* WRITTEN EXERCISE A *
Answer these questions about the forum thread on a DIY interior:
(i) What product does dr.chop suggest for re-spraying the trim pieces?
(ii) What color does CoopaCoopaCoopa say their interior really is?
(iii) What style of pattern is CoopaCoopaCoopa a big fan of?
* WRITTEN EXERCISE B *
Write the next part of the forum thread about a DIY interior, starting after its final sentence.

* TEXT PASSAGE *
# My diy'ed interior



## CoopaCoopaCoopa (Apr 25, 2009)




----------



## dr.chop (Apr 8, 2009)

it looks so.....hhhhhmmmmm, Victorian!! HAHA. Different, that's for sure. Looks smooth though.


----------



## eurotuned88 (Jun 15, 2008)

I don't like the color, but like that pattern a lot, similar to what I did in mine, I'll try and post some pics in a little.


----------



## eurotuned88 (Jun 15, 2008)

*Re: My diy'ed interior (CoopaCoopaCoopa)*


























I did a pretty crappy job on mine.


----------



## CoopaCoopaCoopa (Apr 25, 2009)

Not bad not bad. I'm a big fan of the floral/elegant style patterns. And mine is actually alot more of a satin dark red than pictured.


----------



## dr.chop (Apr 8, 2009)

It appears to be pink, but I would have guessed red with the cameras not usually fair to some colors. As for the black one, get yourself some SEM Color Coat and re-spray your trim pieces. It will do the job and hold up much better. It is very similar in texture to the door pull/control areas. Almost a rubbery feel. Certainly different and cool...

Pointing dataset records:

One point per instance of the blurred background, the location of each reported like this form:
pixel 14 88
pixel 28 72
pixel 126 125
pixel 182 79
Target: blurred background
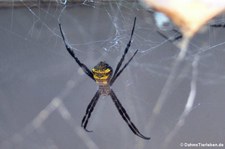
pixel 44 94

* ANSWER A *
(i) SEM Color Coat
(ii) A satin dark red
(iii) Floral/elegant style patterns

* ANSWER B *
----------



## eurotuned88 (Jun 15, 2008)

/\ thanks, appreciate it


----------



## aliciamuzzleman (Jul 17, 2010)

can anyone tell me how to do this? I'm tryna put a little life into the all black interior of my 20th haha.


----------



## bolksy (Mar 19, 2008)

what fabric glue did you use??


----------



## Bearded_Bandana (Aug 13, 2010)

great Job on the install, the fabric isn't my style but i can appreciate the work :thumbup:


----------



## Marc1987 (Jan 24, 2010)

yeah i would like to know how you did this also, remove the pillars, then glue the fabric onto them, then cut the exess off and re-install? am i on the right track? lol


----------



## builtvw (Sep 20, 2009)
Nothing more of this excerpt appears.